▸ **SUPPLIED MATERIAL**:
>> Begin

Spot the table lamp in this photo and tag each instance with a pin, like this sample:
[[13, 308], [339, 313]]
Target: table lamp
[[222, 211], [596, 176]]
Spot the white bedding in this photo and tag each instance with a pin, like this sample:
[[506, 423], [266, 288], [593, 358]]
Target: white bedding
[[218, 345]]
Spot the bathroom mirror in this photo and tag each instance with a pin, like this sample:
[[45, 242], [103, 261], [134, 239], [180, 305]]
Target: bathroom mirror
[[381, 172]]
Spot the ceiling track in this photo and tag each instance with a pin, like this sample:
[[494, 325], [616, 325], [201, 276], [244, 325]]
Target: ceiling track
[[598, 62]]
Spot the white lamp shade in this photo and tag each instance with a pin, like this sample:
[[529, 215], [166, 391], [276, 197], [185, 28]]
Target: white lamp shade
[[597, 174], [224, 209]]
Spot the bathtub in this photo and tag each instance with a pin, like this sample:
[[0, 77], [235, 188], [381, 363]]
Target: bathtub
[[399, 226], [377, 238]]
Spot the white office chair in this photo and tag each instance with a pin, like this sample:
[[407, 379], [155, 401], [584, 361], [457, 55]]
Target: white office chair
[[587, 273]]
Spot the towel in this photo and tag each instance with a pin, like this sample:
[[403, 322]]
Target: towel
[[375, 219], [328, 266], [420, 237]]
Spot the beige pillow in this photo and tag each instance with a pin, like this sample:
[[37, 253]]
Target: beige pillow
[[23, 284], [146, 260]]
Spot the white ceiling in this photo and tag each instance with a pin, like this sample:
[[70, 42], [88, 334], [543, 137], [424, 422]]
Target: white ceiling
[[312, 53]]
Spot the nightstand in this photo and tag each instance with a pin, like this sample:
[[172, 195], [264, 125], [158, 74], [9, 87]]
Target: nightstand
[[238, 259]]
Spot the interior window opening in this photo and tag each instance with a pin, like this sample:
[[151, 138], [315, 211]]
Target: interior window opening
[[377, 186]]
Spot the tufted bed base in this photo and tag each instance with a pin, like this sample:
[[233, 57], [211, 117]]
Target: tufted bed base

>> End

▸ **EXERCISE**: Reproduce all of the records above, substituting "Locate" for every "Spot" and leaving everything else unchanged.

▸ **RESPONSE TO THE EXERCISE**:
Locate the table lamp in this photo and tag each instance with a pin, like this sample:
[[13, 308], [339, 313]]
Target: table lamp
[[222, 211], [596, 176]]
Locate the white bedding in this photo and tag each instance with a pin, like this sample:
[[506, 423], [266, 288], [593, 358]]
Target: white bedding
[[218, 345]]
Locate the bathroom mirror in this photo and tag each instance with a pin, like this sample:
[[45, 242], [103, 261], [134, 239], [180, 305]]
Target: bathroom mirror
[[381, 172]]
Locate the ceiling track in this photo and tag each instance with a pin, like this sample:
[[494, 325], [616, 325], [201, 276], [244, 325]]
Target: ceiling track
[[598, 62]]
Locate the white lamp shade in this photo and tag each instance with a pin, like this sample:
[[529, 215], [166, 391], [276, 197], [185, 28]]
Target: white lamp shade
[[597, 174], [224, 209]]
Locate the bathtub in this photo and tag each instance with a pin, like this sample:
[[0, 77], [235, 188], [381, 363]]
Target: bathtub
[[399, 226], [377, 238]]
Locate the white office chair in this photo and tag each instance with a pin, like this sample:
[[407, 379], [155, 401], [584, 361], [457, 55]]
Target: white office chair
[[587, 273]]
Locate the towel in this photo and tag each instance with a pin, like this sample:
[[403, 322]]
Target: towel
[[375, 219], [328, 266], [420, 237]]
Locate the beige pillow in this photo and tag each instance with a pin, like this sample:
[[37, 253]]
Target: beige pillow
[[23, 284], [146, 260]]
Locate the white ceiling in this photo and tag each instance with a pin, like this sample:
[[70, 42], [88, 334], [543, 137], [424, 422]]
Target: white ceiling
[[312, 53]]
Locate the nightstand in this photo and tag each instance with a pin, like this sample:
[[172, 195], [264, 125], [158, 74], [9, 87]]
Target: nightstand
[[238, 259]]
Locate the interior window opening in this photo and tag each instance with a pin, like this sample:
[[151, 138], [315, 211]]
Target: interior window opening
[[377, 186]]
Locate the tufted bed base in this photo and tag each instance with a pin, like this sample:
[[233, 57], [211, 117]]
Target: tufted bed base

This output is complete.